+++ Information supplied +++

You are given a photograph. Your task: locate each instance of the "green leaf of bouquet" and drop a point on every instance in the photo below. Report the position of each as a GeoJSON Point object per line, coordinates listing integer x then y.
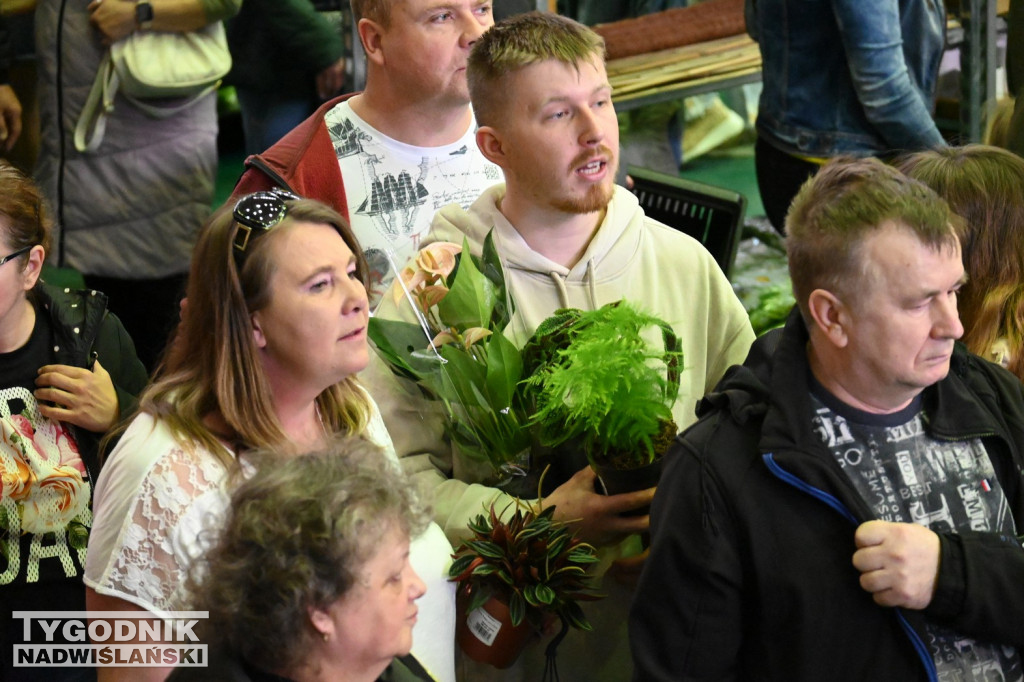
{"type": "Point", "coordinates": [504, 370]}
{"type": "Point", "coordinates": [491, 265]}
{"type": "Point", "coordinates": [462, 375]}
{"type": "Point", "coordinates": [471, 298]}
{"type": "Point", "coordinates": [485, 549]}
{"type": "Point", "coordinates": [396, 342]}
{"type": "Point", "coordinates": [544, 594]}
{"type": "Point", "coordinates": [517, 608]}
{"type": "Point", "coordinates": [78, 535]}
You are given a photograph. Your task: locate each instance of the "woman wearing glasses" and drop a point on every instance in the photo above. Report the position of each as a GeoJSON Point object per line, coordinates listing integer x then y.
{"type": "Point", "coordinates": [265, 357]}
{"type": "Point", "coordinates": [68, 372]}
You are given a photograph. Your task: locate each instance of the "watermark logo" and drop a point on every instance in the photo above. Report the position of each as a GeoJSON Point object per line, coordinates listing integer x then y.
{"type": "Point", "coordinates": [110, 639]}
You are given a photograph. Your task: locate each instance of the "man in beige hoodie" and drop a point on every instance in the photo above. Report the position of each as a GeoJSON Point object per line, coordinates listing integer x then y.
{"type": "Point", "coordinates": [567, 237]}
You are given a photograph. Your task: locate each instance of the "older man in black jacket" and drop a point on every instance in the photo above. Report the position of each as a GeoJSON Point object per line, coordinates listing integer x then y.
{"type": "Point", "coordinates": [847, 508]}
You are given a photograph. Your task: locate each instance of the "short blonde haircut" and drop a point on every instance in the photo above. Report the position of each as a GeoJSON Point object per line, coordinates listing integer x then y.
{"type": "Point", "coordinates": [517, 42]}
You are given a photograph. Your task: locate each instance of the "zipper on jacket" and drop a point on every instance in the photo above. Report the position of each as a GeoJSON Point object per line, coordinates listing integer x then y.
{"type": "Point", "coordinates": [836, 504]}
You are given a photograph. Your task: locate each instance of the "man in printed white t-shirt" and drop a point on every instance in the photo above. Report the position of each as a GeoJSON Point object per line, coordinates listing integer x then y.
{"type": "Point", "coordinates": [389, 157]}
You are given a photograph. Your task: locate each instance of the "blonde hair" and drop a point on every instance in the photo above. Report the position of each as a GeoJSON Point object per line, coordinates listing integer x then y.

+++

> The request
Return all of the data exactly as written, and drop the pictures.

> Result for this task
You are given a photograph. Your task: locate each instance of the "green leaf of bouquet" and drop a point on every instance in the photo below. Report the position of each as a GeoJSON Point object per line, coordinates listing integer x then y.
{"type": "Point", "coordinates": [504, 370]}
{"type": "Point", "coordinates": [491, 265]}
{"type": "Point", "coordinates": [462, 375]}
{"type": "Point", "coordinates": [471, 298]}
{"type": "Point", "coordinates": [485, 549]}
{"type": "Point", "coordinates": [396, 342]}
{"type": "Point", "coordinates": [544, 594]}
{"type": "Point", "coordinates": [517, 608]}
{"type": "Point", "coordinates": [78, 535]}
You are given a photograph. Your task: locate each instance of the "woman wearing glasses" and drop a point on every instance in the photo above. Report the position of each as a GeoJSON Point object per line, coordinates listing integer x then y.
{"type": "Point", "coordinates": [265, 357]}
{"type": "Point", "coordinates": [68, 372]}
You are given a photograph. Your task: locate each instance of the "watermark logo" and drop a point on every instance in the photo above. Report the position of each as a GeoJSON Point object per line, coordinates listing integer x then y.
{"type": "Point", "coordinates": [110, 639]}
You are given a photograph. Your task: locate each instance of the "man in beige hoodie" and drop a point on every instance in the photo above. Report the position of each as a GeoJSON Point object per line, coordinates listing integer x then y.
{"type": "Point", "coordinates": [567, 237]}
You are given a photograph. Your task: locate each instance of the "older man in black jacket" and drop a point on every instance in the photo above. Report the position of each as a GeoJSON Point object per line, coordinates listing integer x then y.
{"type": "Point", "coordinates": [847, 508]}
You are given a photograph. Your task: locate each instance of the "short blonde haircut" and drop a point on every instance in the photo above. Report the position of each as a GeoJSON Point object per line, coordinates listing integer x then y.
{"type": "Point", "coordinates": [517, 42]}
You are given a photograph. Your task: locate each instance of the "zipper on jacket" and drop a point on every instance in the photo above. Report the position of each as a GeoJSON Point object per line, coordinates listing integer x then y.
{"type": "Point", "coordinates": [836, 504]}
You are given a photograph. Your task: locate each instance of the "man in printed white t-shirt" and drop a point on every instance in the photo above. Report the position of each as a GeoJSON Point object per line, coordinates listing integer x then y.
{"type": "Point", "coordinates": [389, 157]}
You are given a photograph. Your task: locate each instance of the "blonde hair" and drop a point on every instance in the photo above. Report the position of each as a GeoJSON Point object per line, coordinates listing integer x then y.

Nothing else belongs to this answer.